記事本文 ->
————

豪首相、ダボス会議「グレート・リセット」計画に反対表明 「価値観や経済制度のリセットは不要」
世界経済フォーラム(WEF)は昨年10月、2021年の年次総会(通称ダボス会議)のテーマを「グレート・リセット(The Great Reset)」とし、パンデミックを契機に、世界の経済・社会秩序の広範かつ抜本的な変革を提唱すると発表した。
この計画について、スコット・モリソン豪首相は「私たちにリセットは不要だ」と明言し、反対姿勢を鮮明にした。昨年11月23日、英国のシンクタンク「ポリシー・エクスチェンジ(Policy Exchange)」のオンライン討論会での演説で述べた。
モリソン首相は、パンデミック不況は「世界の資本主義や自由市場に基づく自由民主主義的価値観の失敗の産物ではない」とし、オーストラリアが価値観や経済制度を「リセット(再設定)」する必要はないと述べた。
「これらの価値観こそが、世界が知る限りの平和と繁栄の偉大な時代と、それを支える世界的な制度の基礎を築いたのだ」「これらの価値観こそが、今、パンデミック不況からの経済回復の原動力にならなければならない」
また、「これらの価値観は、経済成長や貧困の緩和、女性のエンパワーメント、環境の持続可能性、気候変動への適応、さらには多国籍犯罪や過激主義への対抗など、あらゆる問題の解決を導く最善の方法でもある」と同首相は述べた。
「健康と福祉のセーフティネットを備えた民主主義が、最高の行政のモデルであることに変わりはない。私たちは経済制度を再設定する必要はなく、ただ努力し続ける必要がある」と力説した。
豪議員「各国の社会制度への干渉だ」
昨年11月10日、オーストラリアのワンネーション党の党首であるポーリン・ハンソン(Pauline Hanson)上院議員は声明を発表し、世界経済フォーラム(WEF)が推進する「グレート・リセット」計画への抗議として、WEFの全イベントへの不参加をオーストラリア政府に呼びかけた。
ハンソン氏は声明の中で、「WEFはグレート・リセット計画を通じて教育から社会契約、労働条件に至るまで、私たちの社会と経済のあらゆる側面を刷新しようとしている」とし、オーストラリアがこの計画を採用すれば、壊滅的な結果を招くと警告した。
「パンデミックを口実にして世界各国の生活秩序を乱し、権力強化を追求し、社会制度に干渉することは全く容認できない」「私たちは、オーストラリア国民の生き方を守るために、絶対に関与しないという明確な立場を取らなければならない」と指摘した。
同氏は英スカイニューズ(Sky News)に対し、「世界経済フォーラムのグレート・リセット計画は、グローバリゼーションがすべてであり、各国に民主主義を失わせ、社会主義(左翼)のマルクス主義的世界観を押し付けることを目的としている」と語った。
発起人「全ての国が参加しなければならない」
WEFは公式サイトで、各国政府は、パンデミックによって引き起こされた社会的・経済的問題に対処し、いわゆる「1930年代の大恐慌以来の最悪の不景気」を回避するために、抜本的な対策を講じる必要があると主張している。

————

練習問題 ->
1. 次の(a)〜(c)が記事の内容と合っているかを、はい・いいえで答え、判断の決め手となる記事の語句をそのまま引用してください。(a) モリソン首相は、オーストラリアが価値観や経済制度をリセットする必要はないと述べた。(b) ハンソン上院議員は、WEFのイベントへの参加をオーストラリア政府に呼びかけた。(c) モリソン首相の演説は、英国のシンクタンクのオンライン討論会で行われた。
2. 記事のうち、「豪首相、ダボス会議「グレート」を含む語句で始まり「動力にならなければならない」」で終わる部分を引用せよ。
3. 記事によると、ポーリン・ハンソン上院議員はどの政党の党首か。
ここからの項目は、記事とは別の出典から取ったものです。

学習資料 ->
————

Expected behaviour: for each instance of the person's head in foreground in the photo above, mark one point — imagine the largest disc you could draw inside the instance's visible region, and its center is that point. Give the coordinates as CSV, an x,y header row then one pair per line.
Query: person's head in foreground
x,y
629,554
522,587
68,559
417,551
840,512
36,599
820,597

————

解答一覧 ->
1.
(a) はい:「オーストラリアが価値観や経済制度を「リセット(再設定)」する必要はないと述べた」
(b) いいえ:「WEFの全イベントへの不参加をオーストラリア政府に呼びかけた」
(c) はい:「英国のシンクタンク「ポリシー・エクスチェンジ(Policy Exchange)」のオンライン討論会での演説で述べた」

2.
豪首相、ダボス会議「グレート・リセット」計画に反対表明 「価値観や経済制度のリセットは不要」
世界経済フォーラム(WEF)は昨年10月、2021年の年次総会(通称ダボス会議)のテーマを「グレート・リセット(The Great Reset)」とし、パンデミックを契機に、世界の経済・社会秩序の広範かつ抜本的な変革を提唱すると発表した。
この計画について、スコット・モリソン豪首相は「私たちにリセットは不要だ」と明言し、反対姿勢を鮮明にした。昨年11月23日、英国のシンクタンク「ポリシー・エクスチェンジ(Policy Exchange)」のオンライン討論会での演説で述べた。
モリソン首相は、パンデミック不況は「世界の資本主義や自由市場に基づく自由民主主義的価値観の失敗の産物ではない」とし、オーストラリアが価値観や経済制度を「リセット(再設定)」する必要はないと述べた。
「これらの価値観こそが、世界が知る限りの平和と繁栄の偉大な時代と、それを支える世界的な制度の基礎を築いたのだ」「これらの価値観こそが、今、パンデミック不況からの経済回復の原動力にならなければならない」

3. ワンネーション党